> **読む文章**
────────────────

経済産業省ではロボット産業の重要性に着目し、日本において成長の期待できる新たな産業の一つとしてとらえ、この分野が円滑かつ健全に発展するために必要となる政策の基本的考え方とその実現のための政策体系の概略を策定中。
政策体系を検討するにあたり、この案を公表し広く意見を募集している。
意見募集要項は下記の通り。基本的考え方(案)も要綱に引き続き掲載している。
意見募集対象
「経済産業省におけるロボット産業に係る政策の基本的考え方(案)~21世紀ロボットチャレンジ~」
募集期間
平成13年7月19日(木)~8月20日(月)
提出方法
経済産業省製造産業局産業機械課 ロボット政策担当あて
(1)郵 送:〒100-8901 東京都千代田区霞が関1-3-1
(2)ファックス:03-3580-6394
(3)電子メール:ohkawa-tatsuo@meti.go.jp
※ 日本語で提出。
※ 意見については、住所、電話番号及びファックス番号を除き、すべて公開される可能性がある。
※ 御意見に対して、個別に回答はいたしかねますので、その旨御了承ください。
経済産業省製造産業局産業機械課
担当:大川
電話:03-3501-1511 (内3821)
電話03-3501-1691 (直通)
経済産業省におけるロボット産業に係る政策の基本的考え方(案)

────────────────

[指示表現によるポイント指定データ]
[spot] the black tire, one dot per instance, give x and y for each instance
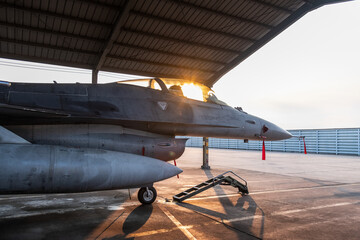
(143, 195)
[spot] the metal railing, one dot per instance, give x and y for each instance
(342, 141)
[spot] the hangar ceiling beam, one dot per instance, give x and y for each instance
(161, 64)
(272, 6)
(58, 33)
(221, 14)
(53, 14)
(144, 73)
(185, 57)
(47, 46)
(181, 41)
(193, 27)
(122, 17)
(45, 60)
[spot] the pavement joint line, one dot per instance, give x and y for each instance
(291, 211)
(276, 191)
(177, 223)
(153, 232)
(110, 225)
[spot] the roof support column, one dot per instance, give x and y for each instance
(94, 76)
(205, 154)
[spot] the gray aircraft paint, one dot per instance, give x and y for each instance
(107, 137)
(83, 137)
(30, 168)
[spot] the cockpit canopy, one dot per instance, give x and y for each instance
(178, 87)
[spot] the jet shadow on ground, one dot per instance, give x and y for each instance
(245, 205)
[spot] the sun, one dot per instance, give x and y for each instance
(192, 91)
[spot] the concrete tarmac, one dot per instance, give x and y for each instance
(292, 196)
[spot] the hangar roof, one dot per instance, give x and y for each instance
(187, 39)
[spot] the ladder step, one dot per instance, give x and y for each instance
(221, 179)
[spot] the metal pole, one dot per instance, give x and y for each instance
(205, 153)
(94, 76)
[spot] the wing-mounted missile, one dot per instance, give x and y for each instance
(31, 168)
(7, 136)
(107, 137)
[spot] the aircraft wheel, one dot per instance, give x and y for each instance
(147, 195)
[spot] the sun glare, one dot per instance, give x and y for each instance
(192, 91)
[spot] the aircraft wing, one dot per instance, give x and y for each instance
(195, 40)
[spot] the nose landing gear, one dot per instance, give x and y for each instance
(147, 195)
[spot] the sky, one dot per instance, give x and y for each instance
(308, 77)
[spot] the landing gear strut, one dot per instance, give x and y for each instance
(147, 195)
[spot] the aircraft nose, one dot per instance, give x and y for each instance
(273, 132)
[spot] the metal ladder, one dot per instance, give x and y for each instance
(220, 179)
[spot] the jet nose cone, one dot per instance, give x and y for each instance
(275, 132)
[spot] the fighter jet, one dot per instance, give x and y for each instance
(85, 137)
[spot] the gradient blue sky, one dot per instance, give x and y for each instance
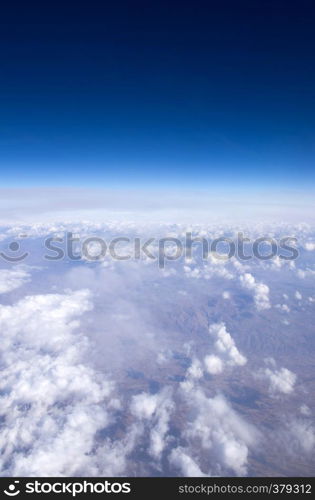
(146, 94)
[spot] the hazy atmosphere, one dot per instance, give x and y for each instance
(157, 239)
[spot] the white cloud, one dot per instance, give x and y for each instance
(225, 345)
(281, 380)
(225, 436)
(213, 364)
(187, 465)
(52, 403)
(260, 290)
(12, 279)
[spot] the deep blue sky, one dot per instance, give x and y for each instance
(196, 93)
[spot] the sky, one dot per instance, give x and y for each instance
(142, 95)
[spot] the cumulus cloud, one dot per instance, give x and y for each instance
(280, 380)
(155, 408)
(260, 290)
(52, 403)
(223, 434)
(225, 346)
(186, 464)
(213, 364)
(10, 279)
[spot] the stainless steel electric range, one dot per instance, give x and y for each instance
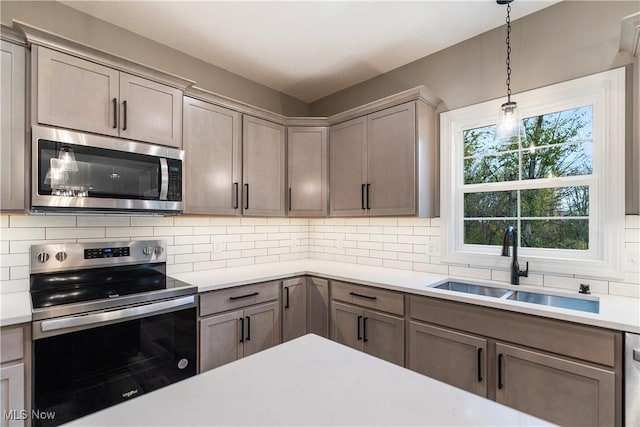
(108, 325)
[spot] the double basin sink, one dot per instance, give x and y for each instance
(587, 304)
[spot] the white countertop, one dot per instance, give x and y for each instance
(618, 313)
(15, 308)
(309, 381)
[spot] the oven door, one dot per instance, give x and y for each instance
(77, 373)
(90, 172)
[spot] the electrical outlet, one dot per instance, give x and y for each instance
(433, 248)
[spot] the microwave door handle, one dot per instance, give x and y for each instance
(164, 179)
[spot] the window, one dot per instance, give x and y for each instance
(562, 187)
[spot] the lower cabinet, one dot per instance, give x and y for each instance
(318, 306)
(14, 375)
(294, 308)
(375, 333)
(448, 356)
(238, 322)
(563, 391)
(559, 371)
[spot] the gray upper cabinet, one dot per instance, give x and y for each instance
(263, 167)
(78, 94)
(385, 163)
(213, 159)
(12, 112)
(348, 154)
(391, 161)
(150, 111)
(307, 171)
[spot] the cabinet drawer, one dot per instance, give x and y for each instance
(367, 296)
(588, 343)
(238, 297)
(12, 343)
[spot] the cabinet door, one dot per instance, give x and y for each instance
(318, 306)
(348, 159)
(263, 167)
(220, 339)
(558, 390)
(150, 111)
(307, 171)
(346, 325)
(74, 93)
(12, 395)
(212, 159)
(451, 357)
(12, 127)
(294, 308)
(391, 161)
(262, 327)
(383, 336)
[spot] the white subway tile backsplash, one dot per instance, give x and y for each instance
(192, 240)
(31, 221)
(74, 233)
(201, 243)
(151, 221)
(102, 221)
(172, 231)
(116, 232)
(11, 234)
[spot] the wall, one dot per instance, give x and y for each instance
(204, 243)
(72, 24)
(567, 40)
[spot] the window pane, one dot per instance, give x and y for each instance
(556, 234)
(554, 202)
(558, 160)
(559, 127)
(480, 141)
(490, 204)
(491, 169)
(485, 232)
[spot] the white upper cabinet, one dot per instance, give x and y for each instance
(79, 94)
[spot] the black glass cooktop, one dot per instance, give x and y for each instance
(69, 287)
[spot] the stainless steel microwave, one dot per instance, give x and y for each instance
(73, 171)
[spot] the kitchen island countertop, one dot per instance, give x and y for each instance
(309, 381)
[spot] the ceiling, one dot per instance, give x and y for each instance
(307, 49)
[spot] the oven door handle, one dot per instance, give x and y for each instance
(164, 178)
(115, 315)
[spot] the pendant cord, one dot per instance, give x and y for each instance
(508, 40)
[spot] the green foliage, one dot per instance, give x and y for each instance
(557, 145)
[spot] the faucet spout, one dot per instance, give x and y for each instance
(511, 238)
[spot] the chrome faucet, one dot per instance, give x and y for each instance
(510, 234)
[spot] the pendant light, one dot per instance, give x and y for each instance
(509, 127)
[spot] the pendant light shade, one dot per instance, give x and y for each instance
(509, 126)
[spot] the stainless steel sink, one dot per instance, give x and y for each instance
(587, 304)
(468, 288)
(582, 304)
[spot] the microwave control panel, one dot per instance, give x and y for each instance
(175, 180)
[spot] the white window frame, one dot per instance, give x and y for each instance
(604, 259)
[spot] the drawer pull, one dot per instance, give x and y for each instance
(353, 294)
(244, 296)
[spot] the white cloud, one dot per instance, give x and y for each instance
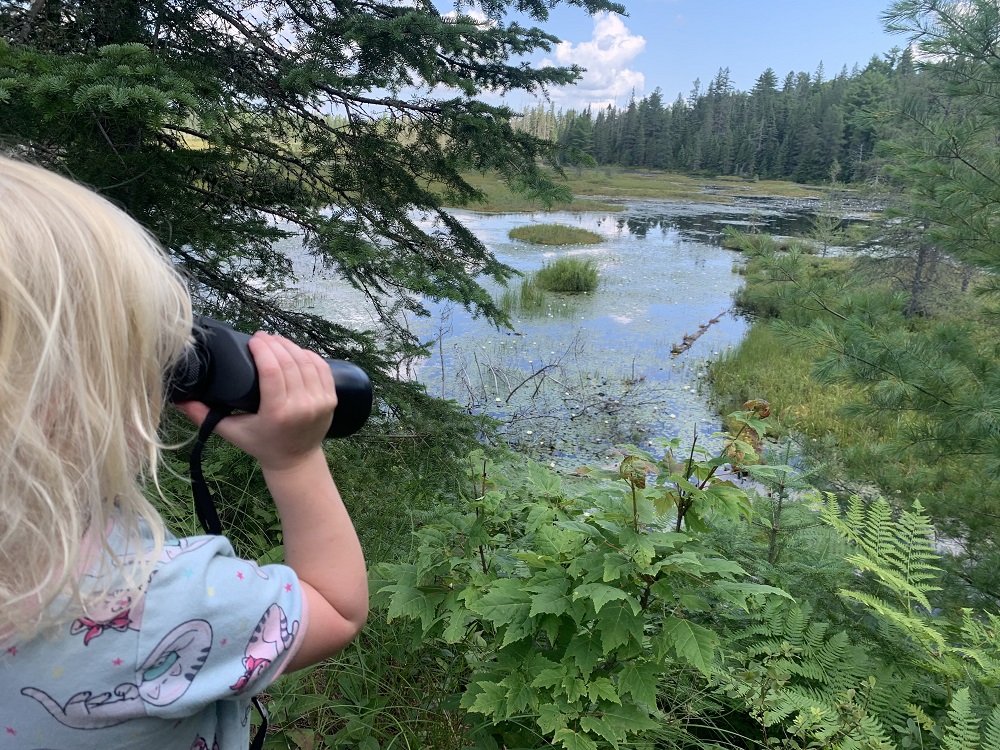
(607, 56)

────────────────

> **課題**
[A] 意見募集の案内によれば、募集期間はいつからいつまでか。
[B] 意見募集の案内のうち、「経済産業省ではロボット産業の」から「平成13年7月19日(木)~8月20日(月)」までの部分を一字一句そのまま書き写すこと。
[C] 意見募集の案内に挙げられている意見の提出方法をすべて列挙せよ。

> **課題ごとの結果**
[A] 平成13年7月19日(木)から8月20日(月)までである。

[B]
経済産業省ではロボット産業の重要性に着目し、日本において成長の期待できる新たな産業の一つとしてとらえ、この分野が円滑かつ健全に発展するために必要となる政策の基本的考え方とその実現のための政策体系の概略を策定中。
政策体系を検討するにあたり、この案を公表し広く意見を募集している。
意見募集要項は下記の通り。基本的考え方(案)も要綱に引き続き掲載している。
意見募集対象
「経済産業省におけるロボット産業に係る政策の基本的考え方(案)~21世紀ロボットチャレンジ~」
募集期間
平成13年7月19日(木)~8月20日(月)

[C] 郵送、ファックス、電子メール